■ **Task requirements**:
Extract every entry word for word.

Source records:
▶
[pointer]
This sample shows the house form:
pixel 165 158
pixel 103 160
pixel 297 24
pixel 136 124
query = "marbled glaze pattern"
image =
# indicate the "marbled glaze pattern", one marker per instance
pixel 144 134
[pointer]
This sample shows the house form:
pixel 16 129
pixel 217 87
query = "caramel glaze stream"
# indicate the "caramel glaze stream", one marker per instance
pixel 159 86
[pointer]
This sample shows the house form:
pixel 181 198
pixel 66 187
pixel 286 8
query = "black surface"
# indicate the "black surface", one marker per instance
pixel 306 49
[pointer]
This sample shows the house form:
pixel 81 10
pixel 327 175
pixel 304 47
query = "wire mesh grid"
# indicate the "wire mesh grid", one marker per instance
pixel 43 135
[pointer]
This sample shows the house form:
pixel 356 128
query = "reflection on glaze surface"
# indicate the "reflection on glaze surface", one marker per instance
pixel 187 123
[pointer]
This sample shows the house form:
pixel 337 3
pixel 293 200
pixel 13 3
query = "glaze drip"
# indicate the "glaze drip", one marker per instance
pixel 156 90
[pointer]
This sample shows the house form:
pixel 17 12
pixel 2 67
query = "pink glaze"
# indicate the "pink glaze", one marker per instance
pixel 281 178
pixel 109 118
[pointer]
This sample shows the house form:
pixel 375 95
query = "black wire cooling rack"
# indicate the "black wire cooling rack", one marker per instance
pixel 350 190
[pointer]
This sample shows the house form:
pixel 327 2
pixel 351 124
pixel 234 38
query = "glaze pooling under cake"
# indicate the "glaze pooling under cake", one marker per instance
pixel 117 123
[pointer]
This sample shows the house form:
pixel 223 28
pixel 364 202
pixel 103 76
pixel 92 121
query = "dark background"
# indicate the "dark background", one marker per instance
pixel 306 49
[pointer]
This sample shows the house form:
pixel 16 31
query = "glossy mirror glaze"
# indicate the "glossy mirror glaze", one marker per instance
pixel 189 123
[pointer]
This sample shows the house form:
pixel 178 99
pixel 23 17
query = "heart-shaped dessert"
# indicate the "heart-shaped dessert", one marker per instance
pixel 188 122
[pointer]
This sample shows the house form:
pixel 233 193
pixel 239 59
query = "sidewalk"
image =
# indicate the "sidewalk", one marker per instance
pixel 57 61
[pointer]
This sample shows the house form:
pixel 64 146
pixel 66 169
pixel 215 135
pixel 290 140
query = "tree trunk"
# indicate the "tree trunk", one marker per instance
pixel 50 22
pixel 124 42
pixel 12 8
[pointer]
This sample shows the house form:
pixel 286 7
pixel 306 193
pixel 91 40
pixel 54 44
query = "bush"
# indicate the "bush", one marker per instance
◀
■ **Written reply**:
[pointer]
This sample shows the house form:
pixel 165 158
pixel 103 160
pixel 297 24
pixel 136 124
query = "marbled glaze pattern"
image =
# indicate the "marbled glaze pattern", one marker per instance
pixel 144 134
[pointer]
This sample shows the house form:
pixel 16 129
pixel 217 87
query = "caramel glaze stream"
# indicate the "caramel glaze stream", one marker per instance
pixel 159 86
[pointer]
This sample shows the house form:
pixel 181 198
pixel 66 187
pixel 286 8
query = "black surface"
# indicate the "black surface", one marker per instance
pixel 306 49
[pointer]
This sample shows the house form:
pixel 81 10
pixel 327 175
pixel 304 47
query = "wire mesh grid"
# indicate the "wire mesh grid", one marker per instance
pixel 43 135
[pointer]
This sample shows the house form:
pixel 356 128
query = "reflection on glaze surface"
# indicate the "reflection on glaze surface", one marker per instance
pixel 187 123
[pointer]
This sample shows the house form:
pixel 337 3
pixel 293 200
pixel 13 3
query = "glaze drip"
# indicate the "glaze drip", one marker per instance
pixel 156 90
[pointer]
This sample shows the house form:
pixel 17 12
pixel 2 67
query = "pink glaze"
# indicate the "pink glaze", one marker per instance
pixel 281 178
pixel 109 118
[pointer]
This sample shows the house form:
pixel 375 95
query = "black wire cooling rack"
# indicate the "black wire cooling rack", one marker per instance
pixel 350 190
[pointer]
This sample shows the house form:
pixel 327 2
pixel 351 124
pixel 234 38
query = "glaze pooling under cake"
# indicate the "glaze pooling under cake", one marker per instance
pixel 117 123
[pointer]
This sample shows the house form:
pixel 223 28
pixel 364 202
pixel 103 76
pixel 92 121
query = "dark background"
# indicate the "dark background", one marker per instance
pixel 306 49
[pointer]
This sample shows the house form:
pixel 16 31
query = "glossy mirror glaze"
# indicate the "glossy mirror glaze", one marker per instance
pixel 189 123
[pointer]
This sample shows the house form:
pixel 178 99
pixel 23 17
query = "heart-shaped dessert"
# indicate the "heart-shaped dessert", one marker per instance
pixel 188 122
[pointer]
This sample shows the house form:
pixel 233 193
pixel 239 59
query = "sidewalk"
image =
# indicate the "sidewalk", one marker per instance
pixel 57 61
[pointer]
This sample shows the house form:
pixel 64 146
pixel 66 169
pixel 215 135
pixel 290 140
query = "tree trunk"
# indicate the "tree trunk", one marker per instance
pixel 50 22
pixel 124 42
pixel 12 8
[pointer]
This sample shows the house form:
pixel 286 7
pixel 306 193
pixel 91 40
pixel 54 44
query = "bush"
# indicate the "bush", one marker per instance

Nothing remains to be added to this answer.